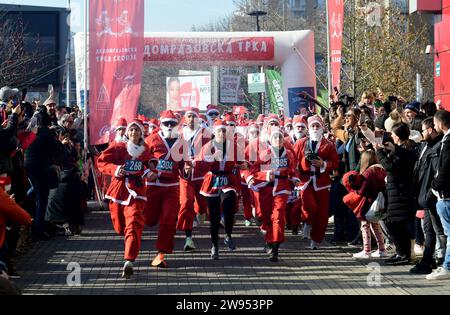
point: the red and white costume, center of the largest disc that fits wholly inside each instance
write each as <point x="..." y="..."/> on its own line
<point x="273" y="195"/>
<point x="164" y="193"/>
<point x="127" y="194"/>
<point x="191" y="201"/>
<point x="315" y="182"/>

+++

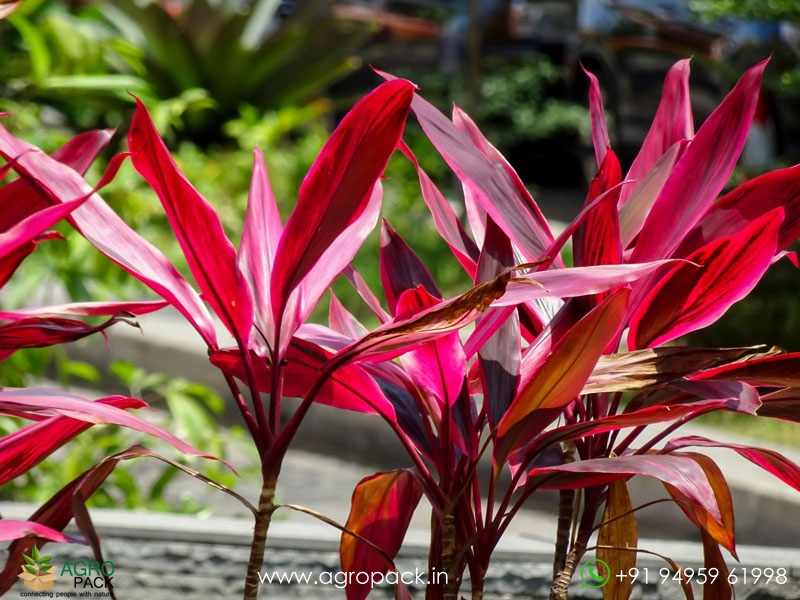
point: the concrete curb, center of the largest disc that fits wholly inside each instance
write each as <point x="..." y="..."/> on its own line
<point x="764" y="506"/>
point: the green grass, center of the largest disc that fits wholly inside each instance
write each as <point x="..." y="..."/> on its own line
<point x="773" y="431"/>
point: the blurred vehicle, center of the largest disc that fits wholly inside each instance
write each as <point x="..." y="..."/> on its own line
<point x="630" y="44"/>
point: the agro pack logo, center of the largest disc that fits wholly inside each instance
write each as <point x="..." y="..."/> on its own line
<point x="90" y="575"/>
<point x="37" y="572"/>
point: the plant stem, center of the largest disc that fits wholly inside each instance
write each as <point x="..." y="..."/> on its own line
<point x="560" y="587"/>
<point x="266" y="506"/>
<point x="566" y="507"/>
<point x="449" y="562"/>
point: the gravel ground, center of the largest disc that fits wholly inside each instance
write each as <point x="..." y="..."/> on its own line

+++

Find every line in the data above that contains the string "vehicle" and copy each one. Case counts.

◆ **OUTPUT BELOW**
point: the blurred vehicle, center of the largest disc that fits wholly inside each instance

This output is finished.